◆ Available records
*** Block opens ***
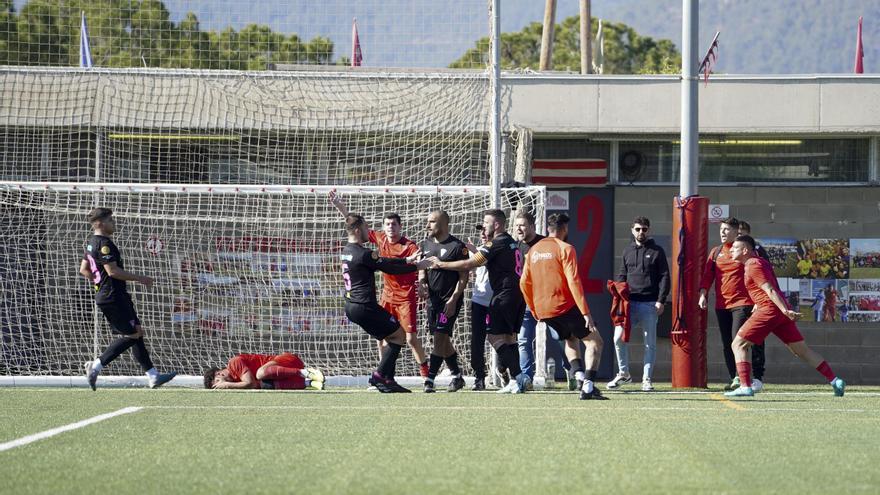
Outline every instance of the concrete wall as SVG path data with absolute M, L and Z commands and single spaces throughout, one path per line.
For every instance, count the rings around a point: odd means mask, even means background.
M 615 191 L 615 240 L 620 253 L 630 242 L 630 222 L 637 215 L 651 220 L 655 235 L 672 235 L 673 197 L 677 187 L 617 187 Z M 712 203 L 729 204 L 730 214 L 748 220 L 756 237 L 854 238 L 880 237 L 880 188 L 877 187 L 704 187 L 700 194 Z M 770 203 L 775 205 L 771 219 Z M 709 245 L 718 243 L 715 225 L 709 227 Z M 669 254 L 669 253 L 668 253 Z M 710 308 L 714 301 L 710 301 Z M 807 343 L 822 354 L 847 383 L 880 384 L 880 324 L 800 323 Z M 726 380 L 721 342 L 714 311 L 709 311 L 709 380 Z M 631 342 L 631 367 L 639 370 L 643 352 L 641 338 Z M 655 378 L 669 380 L 670 341 L 659 339 Z M 638 378 L 641 373 L 636 372 Z M 819 374 L 792 356 L 774 336 L 767 339 L 766 381 L 773 383 L 821 383 Z

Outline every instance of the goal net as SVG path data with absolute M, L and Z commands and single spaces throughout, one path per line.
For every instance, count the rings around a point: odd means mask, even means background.
M 236 353 L 289 351 L 331 375 L 366 374 L 376 345 L 343 312 L 345 232 L 331 189 L 375 228 L 385 212 L 399 213 L 416 242 L 434 209 L 465 240 L 490 207 L 488 187 L 0 183 L 0 375 L 78 375 L 109 344 L 93 289 L 77 273 L 96 205 L 114 210 L 126 269 L 157 281 L 129 290 L 163 369 L 199 375 Z M 544 195 L 503 189 L 501 206 L 541 221 Z M 469 307 L 455 330 L 466 369 Z M 423 318 L 419 327 L 424 339 Z M 400 375 L 417 374 L 408 353 L 399 363 Z M 123 356 L 108 373 L 140 370 Z

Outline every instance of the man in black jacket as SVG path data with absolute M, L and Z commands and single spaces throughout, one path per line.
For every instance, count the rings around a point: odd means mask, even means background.
M 633 242 L 623 250 L 618 282 L 629 285 L 629 315 L 631 328 L 641 328 L 645 336 L 645 367 L 642 374 L 642 390 L 654 390 L 651 372 L 657 348 L 657 318 L 663 314 L 664 303 L 669 295 L 669 264 L 663 248 L 648 238 L 651 221 L 645 217 L 633 220 Z M 629 352 L 623 341 L 623 328 L 614 329 L 614 350 L 617 353 L 619 372 L 608 382 L 609 389 L 619 388 L 632 382 L 629 373 Z

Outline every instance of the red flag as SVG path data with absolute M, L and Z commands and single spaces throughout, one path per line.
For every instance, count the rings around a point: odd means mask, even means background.
M 703 73 L 704 84 L 709 84 L 709 73 L 712 71 L 712 64 L 718 60 L 718 35 L 720 34 L 721 31 L 715 32 L 715 37 L 712 38 L 712 43 L 709 45 L 709 51 L 706 52 L 706 56 L 700 61 L 698 72 Z
M 358 21 L 357 18 L 351 21 L 351 66 L 360 67 L 364 60 L 361 53 L 361 40 L 358 38 Z
M 604 186 L 608 164 L 599 158 L 532 160 L 532 182 L 550 187 Z
M 862 49 L 862 17 L 859 16 L 859 29 L 858 34 L 856 34 L 856 66 L 853 69 L 853 72 L 856 74 L 863 74 L 865 72 L 865 68 L 862 66 L 862 58 L 865 57 L 865 51 Z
*** Block closes ***
◆ Work task
Every line of the records above must reappear exactly, though the pictures must not.

◆ Solution for this exercise
Outline every instance of the concrete wall as SVG path data with absolute M, L and Z commands and single spaces throughout, one path per line.
For every instance, count the rings around a point: odd means mask, even means background.
M 615 191 L 615 240 L 620 253 L 630 242 L 630 222 L 637 215 L 651 220 L 655 235 L 672 235 L 673 197 L 677 187 L 617 187 Z M 712 203 L 729 204 L 730 214 L 748 220 L 756 237 L 854 238 L 880 237 L 880 188 L 877 187 L 704 187 L 700 194 Z M 770 203 L 775 205 L 771 219 Z M 709 245 L 718 243 L 715 225 L 709 227 Z M 669 254 L 669 253 L 668 253 Z M 710 308 L 714 301 L 710 301 Z M 807 343 L 822 354 L 847 383 L 880 384 L 880 324 L 800 323 Z M 726 380 L 721 342 L 714 311 L 709 311 L 709 380 Z M 631 342 L 631 367 L 639 370 L 643 352 L 641 338 Z M 655 378 L 669 380 L 670 341 L 659 339 Z M 638 378 L 641 373 L 636 372 Z M 819 374 L 792 356 L 774 336 L 767 339 L 766 381 L 773 383 L 821 383 Z

Outline every instance of the goal net as SVG path data with absolute M, L and Z commands and single spaces throughout, one path per line.
For every instance, count the rings around a point: odd means mask, even means background.
M 236 353 L 289 351 L 331 375 L 366 374 L 376 345 L 343 312 L 345 232 L 331 189 L 375 228 L 385 212 L 399 213 L 416 242 L 434 209 L 465 240 L 490 207 L 488 187 L 0 183 L 0 375 L 78 375 L 109 344 L 93 289 L 77 273 L 96 205 L 114 210 L 126 269 L 157 281 L 129 290 L 163 369 L 199 375 Z M 544 195 L 503 189 L 501 206 L 541 221 Z M 469 307 L 455 330 L 466 369 Z M 423 318 L 419 327 L 424 339 Z M 400 375 L 417 374 L 408 353 L 399 363 Z M 123 356 L 108 373 L 140 370 Z

Outline every instance of the man in black jacket as SVG path data with absolute M, L and Z commands and single spaces throughout, one path per line.
For every instance, count the rings around a point: odd means mask, even means background.
M 633 242 L 623 250 L 618 282 L 629 285 L 629 315 L 631 328 L 641 328 L 645 336 L 645 367 L 642 374 L 642 390 L 654 390 L 651 372 L 657 348 L 657 318 L 663 314 L 664 303 L 669 295 L 669 264 L 663 248 L 648 238 L 651 221 L 645 217 L 633 220 Z M 629 352 L 623 341 L 623 328 L 614 329 L 614 350 L 617 353 L 619 372 L 608 382 L 609 389 L 619 388 L 632 382 L 629 373 Z

Outline every instance of the red flag as SVG path data with absolute M, L and Z commands and single spaces throughout, one path per line.
For every instance, count the rings around a point: odd means mask, even means background.
M 703 73 L 704 84 L 709 84 L 709 73 L 712 71 L 712 64 L 718 60 L 718 35 L 720 34 L 721 31 L 715 32 L 715 37 L 712 38 L 712 43 L 709 45 L 709 51 L 706 52 L 706 56 L 700 61 L 698 72 Z
M 358 21 L 357 18 L 351 21 L 351 66 L 360 67 L 364 60 L 361 53 L 361 40 L 358 38 Z
M 604 186 L 608 164 L 599 158 L 532 160 L 532 182 L 550 187 Z
M 862 49 L 862 17 L 859 16 L 859 29 L 858 34 L 856 34 L 856 66 L 853 69 L 853 72 L 856 74 L 863 74 L 865 72 L 865 68 L 862 66 L 862 58 L 865 57 L 865 51 Z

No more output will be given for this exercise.